> _Problem statement_
Rewrite all of the following records in full, requests included, and shift every polygon coordinate in the answers by adding 58 to it.

•••

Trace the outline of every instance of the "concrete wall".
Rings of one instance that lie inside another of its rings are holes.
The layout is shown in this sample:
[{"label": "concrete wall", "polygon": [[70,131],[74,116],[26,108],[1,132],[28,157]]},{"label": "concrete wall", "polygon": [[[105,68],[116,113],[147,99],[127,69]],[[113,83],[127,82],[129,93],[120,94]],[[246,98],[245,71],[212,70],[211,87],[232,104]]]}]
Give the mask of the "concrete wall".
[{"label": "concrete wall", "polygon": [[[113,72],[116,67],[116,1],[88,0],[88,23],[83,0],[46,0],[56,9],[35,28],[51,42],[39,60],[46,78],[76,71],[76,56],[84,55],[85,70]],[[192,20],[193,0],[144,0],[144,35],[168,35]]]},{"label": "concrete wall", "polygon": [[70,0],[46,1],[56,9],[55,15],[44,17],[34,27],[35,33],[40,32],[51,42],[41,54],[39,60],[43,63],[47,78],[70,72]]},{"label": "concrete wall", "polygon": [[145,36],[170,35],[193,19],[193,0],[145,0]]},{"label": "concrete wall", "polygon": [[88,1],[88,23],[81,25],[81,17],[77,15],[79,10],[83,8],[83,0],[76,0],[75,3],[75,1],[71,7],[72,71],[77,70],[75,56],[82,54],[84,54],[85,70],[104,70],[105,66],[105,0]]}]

•••

> _Written solution_
Trace the outline of every instance of the "concrete wall".
Rings of one instance that lie inside another of its rings are holes.
The layout is shown in this sample:
[{"label": "concrete wall", "polygon": [[70,131],[74,116],[26,108],[1,132],[28,157]]},{"label": "concrete wall", "polygon": [[[105,68],[116,113],[147,99],[127,69]],[[113,83],[127,82],[129,93],[120,94]],[[246,98],[245,71],[212,70],[211,87],[232,104]]]}]
Give the mask of the "concrete wall".
[{"label": "concrete wall", "polygon": [[[171,130],[174,125],[174,59],[146,58],[146,81],[141,58],[104,58],[114,67],[93,86],[109,100],[97,118],[104,136],[134,129],[134,114],[142,113],[143,128]],[[250,78],[251,58],[202,58],[202,93],[226,93]]]},{"label": "concrete wall", "polygon": [[128,58],[104,59],[114,67],[113,73],[102,75],[92,85],[93,91],[98,90],[109,100],[99,112],[97,118],[101,121],[105,136],[128,130]]},{"label": "concrete wall", "polygon": [[203,94],[228,93],[251,77],[251,58],[203,58]]},{"label": "concrete wall", "polygon": [[146,59],[146,81],[139,83],[139,75],[135,73],[137,68],[141,66],[141,58],[134,58],[133,61],[133,59],[129,65],[130,129],[135,128],[133,114],[140,112],[142,112],[143,128],[162,128],[163,124],[163,58]]}]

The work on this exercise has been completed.